### INFORMATION SHOWN:
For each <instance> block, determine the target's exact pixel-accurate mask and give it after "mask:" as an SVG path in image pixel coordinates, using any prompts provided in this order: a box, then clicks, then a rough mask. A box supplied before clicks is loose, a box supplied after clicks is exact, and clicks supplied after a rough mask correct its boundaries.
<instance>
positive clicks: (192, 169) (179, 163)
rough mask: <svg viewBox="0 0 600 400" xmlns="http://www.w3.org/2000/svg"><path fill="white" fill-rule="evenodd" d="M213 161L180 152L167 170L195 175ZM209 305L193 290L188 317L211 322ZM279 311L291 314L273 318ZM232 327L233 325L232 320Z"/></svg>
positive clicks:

--

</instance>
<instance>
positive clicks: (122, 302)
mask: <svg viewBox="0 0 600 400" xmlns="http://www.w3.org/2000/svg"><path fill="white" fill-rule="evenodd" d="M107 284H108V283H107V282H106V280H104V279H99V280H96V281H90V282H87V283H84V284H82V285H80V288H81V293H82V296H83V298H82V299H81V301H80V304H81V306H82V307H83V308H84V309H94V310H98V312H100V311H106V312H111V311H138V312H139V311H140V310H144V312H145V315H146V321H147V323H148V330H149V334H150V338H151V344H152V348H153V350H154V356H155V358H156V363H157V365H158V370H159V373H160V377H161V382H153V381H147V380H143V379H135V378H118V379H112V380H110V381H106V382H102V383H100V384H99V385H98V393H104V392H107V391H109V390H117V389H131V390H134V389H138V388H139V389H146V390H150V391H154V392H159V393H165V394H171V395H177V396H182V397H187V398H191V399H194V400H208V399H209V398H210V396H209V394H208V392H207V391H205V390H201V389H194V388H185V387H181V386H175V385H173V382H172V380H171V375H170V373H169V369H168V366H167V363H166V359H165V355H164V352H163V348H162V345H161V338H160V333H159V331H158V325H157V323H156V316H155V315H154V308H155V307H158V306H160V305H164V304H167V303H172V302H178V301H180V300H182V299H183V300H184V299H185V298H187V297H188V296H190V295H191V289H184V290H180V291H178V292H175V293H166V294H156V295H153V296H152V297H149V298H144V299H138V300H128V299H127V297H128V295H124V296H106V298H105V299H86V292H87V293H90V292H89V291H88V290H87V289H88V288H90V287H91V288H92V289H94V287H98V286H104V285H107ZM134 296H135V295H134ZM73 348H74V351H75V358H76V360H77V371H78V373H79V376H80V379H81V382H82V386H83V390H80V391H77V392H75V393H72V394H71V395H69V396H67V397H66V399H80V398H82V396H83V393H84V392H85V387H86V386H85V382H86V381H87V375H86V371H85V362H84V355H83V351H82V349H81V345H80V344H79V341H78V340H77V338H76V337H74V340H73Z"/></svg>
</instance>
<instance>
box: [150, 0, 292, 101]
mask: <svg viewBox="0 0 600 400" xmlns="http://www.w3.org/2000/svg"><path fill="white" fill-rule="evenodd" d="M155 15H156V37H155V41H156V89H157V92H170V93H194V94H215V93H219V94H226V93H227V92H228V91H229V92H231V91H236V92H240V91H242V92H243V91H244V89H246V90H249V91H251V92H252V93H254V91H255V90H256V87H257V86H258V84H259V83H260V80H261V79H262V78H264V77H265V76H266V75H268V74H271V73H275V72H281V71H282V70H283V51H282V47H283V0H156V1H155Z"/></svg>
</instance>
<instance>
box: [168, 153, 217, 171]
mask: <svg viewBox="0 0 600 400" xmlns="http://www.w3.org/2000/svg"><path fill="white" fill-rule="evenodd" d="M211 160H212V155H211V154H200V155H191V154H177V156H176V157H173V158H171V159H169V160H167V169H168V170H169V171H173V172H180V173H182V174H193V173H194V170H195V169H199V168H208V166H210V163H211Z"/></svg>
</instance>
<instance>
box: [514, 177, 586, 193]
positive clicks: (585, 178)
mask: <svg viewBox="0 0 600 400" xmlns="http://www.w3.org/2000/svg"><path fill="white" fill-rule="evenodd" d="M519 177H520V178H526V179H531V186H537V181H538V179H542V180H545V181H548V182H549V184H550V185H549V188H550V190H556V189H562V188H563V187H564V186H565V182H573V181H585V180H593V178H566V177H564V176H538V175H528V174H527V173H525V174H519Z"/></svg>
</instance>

### WORK INSTRUCTIONS:
Print verbatim everything from the line containing "For each <instance>" down to the line containing "positive clicks: (192, 169) (179, 163)", including both of those lines.

### RESULT FOR THIS TASK:
For each <instance> block, determine the target's exact pixel-accurate mask and give it after "mask:" as an SVG path in image pixel coordinates, using any prompts provided in this order: a box, then clicks, then a rough mask. A box supplied before clicks is loose, a box supplied after clicks is exact, and clicks supplied after a rough mask correct its boundaries.
<instance>
positive clicks: (192, 169) (179, 163)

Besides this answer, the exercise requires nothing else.